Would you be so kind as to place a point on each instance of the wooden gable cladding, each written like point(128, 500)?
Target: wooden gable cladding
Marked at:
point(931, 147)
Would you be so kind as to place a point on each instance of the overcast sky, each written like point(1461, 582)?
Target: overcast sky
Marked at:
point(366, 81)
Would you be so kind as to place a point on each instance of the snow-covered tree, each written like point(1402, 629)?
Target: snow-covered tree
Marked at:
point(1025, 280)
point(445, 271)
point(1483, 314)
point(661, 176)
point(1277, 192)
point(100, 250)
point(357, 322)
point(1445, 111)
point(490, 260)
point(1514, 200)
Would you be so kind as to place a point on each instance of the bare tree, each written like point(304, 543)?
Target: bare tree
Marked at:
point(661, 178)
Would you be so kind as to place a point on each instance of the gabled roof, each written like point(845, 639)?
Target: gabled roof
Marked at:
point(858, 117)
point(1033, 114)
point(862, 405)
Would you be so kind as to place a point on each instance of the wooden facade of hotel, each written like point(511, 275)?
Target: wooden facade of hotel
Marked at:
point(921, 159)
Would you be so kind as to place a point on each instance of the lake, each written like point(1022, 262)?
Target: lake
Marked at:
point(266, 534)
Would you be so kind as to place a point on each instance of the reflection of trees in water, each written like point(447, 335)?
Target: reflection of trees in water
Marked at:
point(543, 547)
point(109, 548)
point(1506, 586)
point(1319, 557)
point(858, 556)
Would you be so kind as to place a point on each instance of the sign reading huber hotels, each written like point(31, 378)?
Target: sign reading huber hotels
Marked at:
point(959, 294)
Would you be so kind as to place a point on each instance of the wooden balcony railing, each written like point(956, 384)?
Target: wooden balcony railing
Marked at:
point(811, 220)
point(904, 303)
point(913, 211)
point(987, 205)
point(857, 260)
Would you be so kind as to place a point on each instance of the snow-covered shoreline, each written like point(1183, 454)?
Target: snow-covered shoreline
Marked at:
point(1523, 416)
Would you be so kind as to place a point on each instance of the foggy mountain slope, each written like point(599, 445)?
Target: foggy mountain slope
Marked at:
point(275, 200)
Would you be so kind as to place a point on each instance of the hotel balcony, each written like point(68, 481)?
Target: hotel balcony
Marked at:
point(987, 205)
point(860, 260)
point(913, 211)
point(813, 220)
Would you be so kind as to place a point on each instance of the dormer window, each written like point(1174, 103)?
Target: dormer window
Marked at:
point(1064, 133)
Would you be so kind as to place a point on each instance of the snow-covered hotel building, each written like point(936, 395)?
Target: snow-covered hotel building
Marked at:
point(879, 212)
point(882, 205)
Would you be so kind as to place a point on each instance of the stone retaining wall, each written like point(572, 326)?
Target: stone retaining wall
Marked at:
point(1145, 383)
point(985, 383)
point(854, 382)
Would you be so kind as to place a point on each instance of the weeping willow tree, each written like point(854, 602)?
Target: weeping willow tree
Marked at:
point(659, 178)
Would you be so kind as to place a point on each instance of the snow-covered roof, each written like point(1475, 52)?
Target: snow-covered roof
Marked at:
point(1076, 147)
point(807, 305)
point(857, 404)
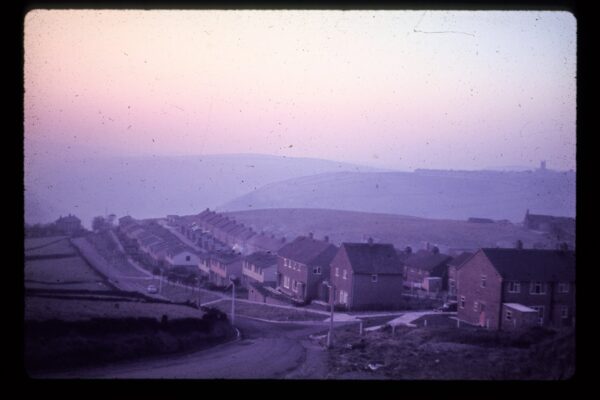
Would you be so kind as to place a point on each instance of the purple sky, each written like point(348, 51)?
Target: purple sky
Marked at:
point(394, 89)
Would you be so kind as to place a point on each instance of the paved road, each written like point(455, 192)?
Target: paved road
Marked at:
point(266, 351)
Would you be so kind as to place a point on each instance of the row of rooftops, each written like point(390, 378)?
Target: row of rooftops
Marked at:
point(153, 236)
point(511, 263)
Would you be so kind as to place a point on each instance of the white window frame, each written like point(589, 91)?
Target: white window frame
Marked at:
point(542, 288)
point(516, 287)
point(540, 310)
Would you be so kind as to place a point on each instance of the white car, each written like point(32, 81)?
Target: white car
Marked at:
point(151, 289)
________________
Rewrite all of the lines above, swapping "Marked at" for "Indicated at" wherever it occurs and leaving everything else unchanged. Omit the pictures from the answer.

Would you be so kind as to place a point on each instance of the wooden gable cladding, each written like point(128, 500)?
Target: wooden gable cladding
Indicated at:
point(931, 147)
Would you be so kind as to place a point on each instance of the overcast sky, each written like point(1461, 582)?
Target: overcast sky
Indicated at:
point(366, 81)
Would you be so kind as to place a point on each instance of the snow-covered tree, each written like point(1402, 629)?
Target: snow-covered tree
Indicated at:
point(1025, 280)
point(445, 271)
point(1483, 314)
point(661, 176)
point(1277, 192)
point(100, 250)
point(357, 322)
point(1445, 111)
point(490, 260)
point(1514, 200)
Would you be so kind as to place a point on each instance of the bare tree, each written like point(304, 543)?
Target: bare tree
Indicated at:
point(661, 178)
Would you be so kind as to place a point on each instance of the gabled roof, each written like point(845, 639)?
Target: gabled roof
Indicated at:
point(858, 117)
point(1033, 114)
point(862, 405)
Would you be so kind as to place a point on each instance of the wooden facade of hotel, each written like point(511, 275)?
Target: wooden facade of hotel
Indicated at:
point(921, 159)
Would you be so kind as to place a point on each instance of the lake, each written like point(1022, 262)?
Target: lake
Indicated at:
point(266, 534)
Would you be so kind as to place a point on each instance of the reflection of trees in water, each written like point(447, 335)?
Target: reflection of trees in water
Indicated at:
point(543, 547)
point(109, 548)
point(1506, 586)
point(1319, 557)
point(858, 556)
Would you be so kind as to place a point on each instance of the sign reading huber hotels, each written like point(31, 378)?
Target: sign reading huber hotels
Indicated at:
point(959, 294)
Would you be so kind as to place a point on each instance of the wooden balcony railing, each written like point(956, 384)?
Target: wooden balcony railing
Indicated at:
point(811, 220)
point(904, 303)
point(913, 211)
point(987, 205)
point(857, 260)
Would you be so kind as to place a point on each instance of the snow-covered shoreline, each written like point(1183, 454)?
Target: snow-covered shoreline
Indicated at:
point(1523, 416)
Would you be so kind as to place a point on each instance of the foggy mountain slope, each written like point(599, 445)?
Target: foggy mountain slope
Indicated at:
point(275, 200)
Would you be so kind as to place a point on each instance of the hotel balcony, each written like point(68, 481)?
Target: hotel balcony
Indicated at:
point(987, 205)
point(860, 260)
point(913, 211)
point(813, 220)
Would you be so kind as to place a point on each instance of the dormer window, each written like point(1174, 103)?
Target: dormer window
Indicated at:
point(1064, 133)
Would you be so kind as to place a point on each instance of the snow-covered hotel building, each written like point(936, 395)?
Target: snow-covered hotel building
Indicated at:
point(879, 212)
point(882, 205)
Would you be so kind as to place a point on each instance of the stone retaining wall, each written like point(572, 326)?
Target: stone retaining wall
Indicated at:
point(1145, 383)
point(985, 383)
point(854, 382)
Would you be so kind as to place a point on each instance of the weeping willow tree, each written like point(854, 602)?
Target: weeping willow tree
Indicated at:
point(659, 178)
Would you be so kind as to place a point on each instance of the snow-covered roof, each written like point(1475, 52)?
Target: snow-covered roof
Indicated at:
point(1076, 147)
point(807, 305)
point(857, 404)
Would you be so kind as to place a point on each instance of the purple sky, each written like point(348, 51)?
Target: purple sky
Indicated at:
point(394, 89)
Would you be so kind as to place a point on each instance of the paved road, each written like point(455, 192)?
Target: paved road
Indicated at:
point(266, 351)
Would you be so kind as to place a point on each instance of the row of rooftops, each written like point(390, 378)?
Target: row of rooftops
Indicated at:
point(153, 236)
point(511, 263)
Would you be so kind as to place a point on each instance of the white window frame, each written like point(589, 91)?
Target: white window frame
Indicated at:
point(542, 288)
point(516, 287)
point(540, 310)
Would you be so kind as to place a point on each instance of the white car, each written like point(32, 81)?
Target: white car
Indicated at:
point(151, 289)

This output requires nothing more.